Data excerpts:
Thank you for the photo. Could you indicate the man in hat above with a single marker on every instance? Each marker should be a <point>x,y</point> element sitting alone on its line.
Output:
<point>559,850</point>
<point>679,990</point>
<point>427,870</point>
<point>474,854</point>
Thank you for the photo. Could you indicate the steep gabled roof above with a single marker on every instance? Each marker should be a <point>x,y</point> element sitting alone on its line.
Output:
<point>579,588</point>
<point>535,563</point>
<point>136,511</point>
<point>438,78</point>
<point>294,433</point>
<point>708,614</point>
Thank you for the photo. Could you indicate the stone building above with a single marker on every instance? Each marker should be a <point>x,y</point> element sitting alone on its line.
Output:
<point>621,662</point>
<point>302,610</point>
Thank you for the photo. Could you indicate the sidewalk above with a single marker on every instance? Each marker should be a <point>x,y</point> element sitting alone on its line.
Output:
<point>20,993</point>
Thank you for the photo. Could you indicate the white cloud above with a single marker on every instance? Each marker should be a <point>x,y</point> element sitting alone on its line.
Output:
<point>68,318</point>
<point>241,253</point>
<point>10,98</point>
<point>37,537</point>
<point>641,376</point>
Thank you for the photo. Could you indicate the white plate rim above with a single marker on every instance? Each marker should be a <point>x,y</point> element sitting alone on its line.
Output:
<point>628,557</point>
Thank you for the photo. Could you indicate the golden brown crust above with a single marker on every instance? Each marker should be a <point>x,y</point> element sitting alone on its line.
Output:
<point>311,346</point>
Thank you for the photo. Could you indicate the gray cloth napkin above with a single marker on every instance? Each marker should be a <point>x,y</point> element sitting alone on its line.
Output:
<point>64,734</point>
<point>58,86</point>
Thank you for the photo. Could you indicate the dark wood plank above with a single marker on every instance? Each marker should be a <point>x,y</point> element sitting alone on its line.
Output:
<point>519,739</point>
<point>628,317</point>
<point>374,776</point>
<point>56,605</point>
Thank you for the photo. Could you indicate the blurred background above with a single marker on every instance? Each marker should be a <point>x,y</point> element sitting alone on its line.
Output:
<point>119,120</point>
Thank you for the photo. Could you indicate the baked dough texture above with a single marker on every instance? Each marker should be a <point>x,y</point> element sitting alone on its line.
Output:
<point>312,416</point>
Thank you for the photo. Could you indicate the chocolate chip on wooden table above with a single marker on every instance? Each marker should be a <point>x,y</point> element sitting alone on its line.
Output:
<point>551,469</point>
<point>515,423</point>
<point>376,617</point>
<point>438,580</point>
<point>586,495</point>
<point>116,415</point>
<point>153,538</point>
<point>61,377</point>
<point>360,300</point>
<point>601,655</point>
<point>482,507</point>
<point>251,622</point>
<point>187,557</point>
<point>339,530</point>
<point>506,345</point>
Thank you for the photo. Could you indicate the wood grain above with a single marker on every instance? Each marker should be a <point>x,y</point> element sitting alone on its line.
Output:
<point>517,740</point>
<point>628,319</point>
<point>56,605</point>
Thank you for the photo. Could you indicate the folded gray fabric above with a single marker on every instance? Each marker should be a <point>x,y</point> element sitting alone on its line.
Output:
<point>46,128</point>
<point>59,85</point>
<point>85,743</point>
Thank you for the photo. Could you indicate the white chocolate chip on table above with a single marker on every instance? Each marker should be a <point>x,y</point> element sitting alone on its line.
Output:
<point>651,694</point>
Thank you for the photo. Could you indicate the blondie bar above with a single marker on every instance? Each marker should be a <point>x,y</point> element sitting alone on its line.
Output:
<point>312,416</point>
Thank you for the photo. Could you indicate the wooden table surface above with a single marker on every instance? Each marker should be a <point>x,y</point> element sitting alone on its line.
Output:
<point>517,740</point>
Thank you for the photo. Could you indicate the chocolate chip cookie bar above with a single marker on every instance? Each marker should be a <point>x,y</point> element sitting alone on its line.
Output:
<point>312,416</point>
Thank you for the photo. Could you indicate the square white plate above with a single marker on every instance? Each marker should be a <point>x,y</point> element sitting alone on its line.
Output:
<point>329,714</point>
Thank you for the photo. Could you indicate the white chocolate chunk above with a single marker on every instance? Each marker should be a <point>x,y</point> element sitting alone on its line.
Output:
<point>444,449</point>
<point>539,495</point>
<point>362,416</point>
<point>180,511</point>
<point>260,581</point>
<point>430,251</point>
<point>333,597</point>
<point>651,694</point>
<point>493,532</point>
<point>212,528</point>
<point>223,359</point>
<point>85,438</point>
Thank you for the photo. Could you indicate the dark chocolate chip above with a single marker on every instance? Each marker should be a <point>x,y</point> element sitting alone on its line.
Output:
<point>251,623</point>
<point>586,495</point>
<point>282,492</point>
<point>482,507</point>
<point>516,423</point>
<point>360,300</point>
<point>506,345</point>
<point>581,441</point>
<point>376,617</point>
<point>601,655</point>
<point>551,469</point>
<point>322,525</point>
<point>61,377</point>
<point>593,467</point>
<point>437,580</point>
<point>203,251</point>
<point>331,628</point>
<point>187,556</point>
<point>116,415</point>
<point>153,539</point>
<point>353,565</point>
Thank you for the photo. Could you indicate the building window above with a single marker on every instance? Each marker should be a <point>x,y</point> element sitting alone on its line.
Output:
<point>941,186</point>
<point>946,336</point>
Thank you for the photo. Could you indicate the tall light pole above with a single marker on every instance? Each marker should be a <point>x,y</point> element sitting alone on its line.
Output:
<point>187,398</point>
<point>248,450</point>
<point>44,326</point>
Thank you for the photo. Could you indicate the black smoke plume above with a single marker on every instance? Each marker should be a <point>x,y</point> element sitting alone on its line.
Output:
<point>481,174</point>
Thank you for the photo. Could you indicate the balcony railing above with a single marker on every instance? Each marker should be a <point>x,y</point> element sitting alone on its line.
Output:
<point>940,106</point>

§ **REQUIRED ACTION**:
The expected answer is a copy of each line above containing "building".

§ **RESULT OF THE EXERCISE**:
Thank you for the photo. Could you indicate the stone building above with a single marker on every instance? Each marker should be a <point>x,y</point> element sitting alone on its line.
Thank you for the photo. Could you indicate the building window above with a single marker on every instance? Each marker should be a <point>x,y</point> element sitting alone on its line.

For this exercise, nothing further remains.